Dataset excerpts:
◇ ◇ ◇ ◇ ◇
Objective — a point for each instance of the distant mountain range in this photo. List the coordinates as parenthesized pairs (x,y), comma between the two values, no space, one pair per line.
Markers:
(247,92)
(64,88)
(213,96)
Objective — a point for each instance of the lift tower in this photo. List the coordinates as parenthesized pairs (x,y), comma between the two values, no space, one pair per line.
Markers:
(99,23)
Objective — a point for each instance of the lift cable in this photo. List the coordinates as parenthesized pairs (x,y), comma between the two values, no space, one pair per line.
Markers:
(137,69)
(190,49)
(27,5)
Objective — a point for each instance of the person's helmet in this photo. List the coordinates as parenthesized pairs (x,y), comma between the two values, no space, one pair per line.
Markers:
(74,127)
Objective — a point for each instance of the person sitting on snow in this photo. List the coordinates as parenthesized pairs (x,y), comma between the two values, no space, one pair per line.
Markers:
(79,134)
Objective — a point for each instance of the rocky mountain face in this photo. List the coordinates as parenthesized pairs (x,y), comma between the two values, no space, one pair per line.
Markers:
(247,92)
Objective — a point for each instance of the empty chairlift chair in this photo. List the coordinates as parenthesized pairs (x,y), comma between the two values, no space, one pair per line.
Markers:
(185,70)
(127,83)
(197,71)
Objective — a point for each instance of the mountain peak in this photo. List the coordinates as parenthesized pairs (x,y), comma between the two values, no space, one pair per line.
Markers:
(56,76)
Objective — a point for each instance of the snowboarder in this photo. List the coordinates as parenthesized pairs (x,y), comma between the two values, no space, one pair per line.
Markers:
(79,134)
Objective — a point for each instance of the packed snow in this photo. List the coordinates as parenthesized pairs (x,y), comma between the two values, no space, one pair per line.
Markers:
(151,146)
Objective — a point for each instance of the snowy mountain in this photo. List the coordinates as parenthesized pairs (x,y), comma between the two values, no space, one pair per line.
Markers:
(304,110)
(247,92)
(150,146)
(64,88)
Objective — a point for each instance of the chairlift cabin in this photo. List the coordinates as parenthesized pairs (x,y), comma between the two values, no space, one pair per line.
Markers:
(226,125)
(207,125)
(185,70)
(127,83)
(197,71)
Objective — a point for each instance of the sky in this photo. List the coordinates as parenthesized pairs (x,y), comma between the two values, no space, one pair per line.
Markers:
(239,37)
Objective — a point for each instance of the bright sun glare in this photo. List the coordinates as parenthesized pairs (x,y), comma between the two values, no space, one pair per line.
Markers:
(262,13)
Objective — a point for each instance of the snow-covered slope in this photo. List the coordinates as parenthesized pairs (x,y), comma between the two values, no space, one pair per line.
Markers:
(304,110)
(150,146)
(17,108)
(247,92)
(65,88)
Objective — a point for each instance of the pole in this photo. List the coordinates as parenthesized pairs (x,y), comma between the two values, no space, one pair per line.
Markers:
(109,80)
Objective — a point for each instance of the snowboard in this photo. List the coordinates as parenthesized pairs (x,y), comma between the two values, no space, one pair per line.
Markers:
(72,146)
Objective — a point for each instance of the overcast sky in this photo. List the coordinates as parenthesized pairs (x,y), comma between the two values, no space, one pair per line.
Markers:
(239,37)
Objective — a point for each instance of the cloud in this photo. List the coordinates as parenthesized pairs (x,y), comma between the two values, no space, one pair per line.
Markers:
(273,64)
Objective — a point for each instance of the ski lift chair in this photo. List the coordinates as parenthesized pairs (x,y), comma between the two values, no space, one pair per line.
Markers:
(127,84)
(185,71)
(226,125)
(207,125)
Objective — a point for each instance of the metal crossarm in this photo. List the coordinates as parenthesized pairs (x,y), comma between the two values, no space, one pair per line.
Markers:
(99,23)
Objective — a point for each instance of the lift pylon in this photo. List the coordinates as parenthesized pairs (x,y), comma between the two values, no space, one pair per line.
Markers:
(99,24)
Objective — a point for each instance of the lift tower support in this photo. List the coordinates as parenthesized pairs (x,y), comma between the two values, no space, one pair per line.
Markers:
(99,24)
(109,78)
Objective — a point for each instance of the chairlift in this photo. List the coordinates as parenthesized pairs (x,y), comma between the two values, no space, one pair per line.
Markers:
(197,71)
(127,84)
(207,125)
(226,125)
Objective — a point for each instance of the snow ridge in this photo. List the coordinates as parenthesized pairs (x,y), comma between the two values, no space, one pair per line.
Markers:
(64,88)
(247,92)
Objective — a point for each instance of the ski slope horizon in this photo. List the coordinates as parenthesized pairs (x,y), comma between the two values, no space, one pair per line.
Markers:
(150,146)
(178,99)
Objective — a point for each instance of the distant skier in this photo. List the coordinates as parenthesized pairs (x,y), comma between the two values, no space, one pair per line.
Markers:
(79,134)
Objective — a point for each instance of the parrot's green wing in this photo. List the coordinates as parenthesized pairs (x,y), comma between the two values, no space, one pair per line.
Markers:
◇ ◇ ◇ ◇ ◇
TASK INSTRUCTIONS>
Write out the records in full, exactly as they appear above.

ANSWER SPACE>
Objective — a point for each instance of the distant mountain range in this photo. List the coordinates as parenthesized pairs (x,y), comma between the two values, no space, one pair per line.
Markers:
(247,92)
(64,88)
(213,96)
Objective — a point for each instance of the lift tower in this photo. List the coordinates as parenthesized pairs (x,y), comma between the two values, no space, one pair per line.
Markers:
(99,23)
Objective — a point for each instance of the lift cable in this photo. List the coordinates as parenthesized pairs (x,y), comma between the two values, no space, one pair per line.
Markers:
(137,69)
(190,49)
(27,5)
Objective — a point for each instance of the person's helmet in this photo. List the coordinates as parenthesized pairs (x,y), comma between the two values, no space, one pair per line.
Markers:
(74,127)
Objective — a point for each instance of the person sitting on snow in this photo. List the coordinates as parenthesized pairs (x,y), comma between the two values, no space, one pair per line.
Markers:
(79,134)
Objective — a point for each instance of the rocky mountain face in this photo. List the coordinates as parenthesized pairs (x,y), comma between the two values, no space, one pair per line.
Markers:
(247,92)
Objective — a point for each instance of the empty chairlift chair in this photo. List the coordinates as parenthesized pairs (x,y), comma between the two values, no space, one pair per line.
Markers:
(185,70)
(127,83)
(197,71)
Objective — a point for each instance of the mountain peak in this photo. List the coordinates as parenthesized pairs (x,y), comma between the two values, no space, one pair per line.
Markers:
(56,76)
Objective — a point for each instance of the snowboarder in this photo. List the coordinates as parenthesized pairs (x,y), comma between the two values, no space, one pair per line.
Markers:
(79,134)
Objective — a point for each instance of the packed snow in this photo. List the coordinates as parenthesized pairs (x,y), comma between the two values, no space, one pair per line.
Markers:
(151,146)
Objective — a point for each instance of the snowy mountain in this photo. List the coordinates as parenthesized pairs (x,y), comma between the two values, no space, one pair per line.
Markers:
(304,110)
(247,92)
(150,146)
(64,88)
Objective — a point for each instance of the chairlift cabin in this photo. List the coordinates as parenthesized pairs (x,y), comma between the two values, no space, one pair per line.
Markers:
(226,125)
(207,125)
(185,70)
(127,83)
(197,71)
Objective — a point for each instance of the sky in this photo. List the coordinates as parenthesized pairs (x,y), comma between the two values, no space, one pair per line.
Markers:
(239,37)
Objective — a point for each instance of the bright sun glare in this photo. List the coordinates as parenthesized pairs (x,y), comma between the two values, no space, one pair per line.
Markers:
(262,13)
Objective — a point for each instance of the snow-covered slope in this photo. List the coordinates as parenthesized pairs (x,y), comma between the two values, no space, one pair per line.
Markers:
(304,110)
(150,146)
(17,108)
(247,92)
(65,88)
Objective — a point for each instance of the pole in this photo. List the coordinates as parenthesized pairs (x,y), comma between the two values, no space, one pair per line.
Markers:
(109,80)
Objective — a point for each instance of the snowboard in this photo. List the coordinates as parenthesized pairs (x,y), comma between the two values, no space, one pair per line.
Markers:
(72,146)
Objective — a point for each instance of the overcast sky in this photo. List the coordinates as parenthesized pairs (x,y), comma between the two values, no space, one pair per line.
Markers:
(239,37)
Objective — a point for each instance of the cloud in this photo. List the coordinates as parenthesized pairs (x,y), comma between the two values, no space, one pair per line.
Markers:
(273,64)
Objective — a point for each instance of the ski lift chair in this photo. List the coordinates as parenthesized pairs (x,y), comma between the two values, no space, one pair per line.
Markers:
(127,84)
(185,71)
(226,125)
(207,125)
Objective — a point for each instance of the metal crossarm in this photo. List the coordinates as parenthesized pairs (x,y), comma between the two values, no space, one pair per line.
Markers:
(99,23)
Objective — a point for each instance of the lift pylon in this photo. List the coordinates as parenthesized pairs (x,y), comma between the two values, no space, one pair per line.
Markers:
(99,24)
Objective — a point for each instance of the lift tower support in this photo. List the coordinates as parenthesized pairs (x,y), comma between the two values, no space, one pair per line.
Markers:
(99,24)
(109,78)
Objective — a point for each instance of the chairlift in this photo. List the coordinates as parenthesized pairs (x,y), comma between the two values, no space, one pair per line.
Markers:
(197,71)
(127,84)
(207,125)
(226,125)
Objective — a point for each instance of the snow ridge in this photo. List the coordinates as parenthesized pairs (x,y), comma between the two values, no space, one pair per line.
Markers:
(64,88)
(247,92)
Objective — a point for each instance of the ski slope horizon in this photo. List the coordinates as parenthesized pairs (x,y), comma between the two values, no space, one pair per line.
Markers:
(150,146)
(178,99)
Objective — a point for each instance of the distant skier in this photo. List the coordinates as parenthesized pairs (x,y), comma between the two values, no space, one pair per line.
Markers:
(79,134)
Objective — a point for each instance of the parrot's green wing in this photo. List the coordinates as parenthesized pairs (x,y), comma between the two values, no space, one pair per line.
Markers:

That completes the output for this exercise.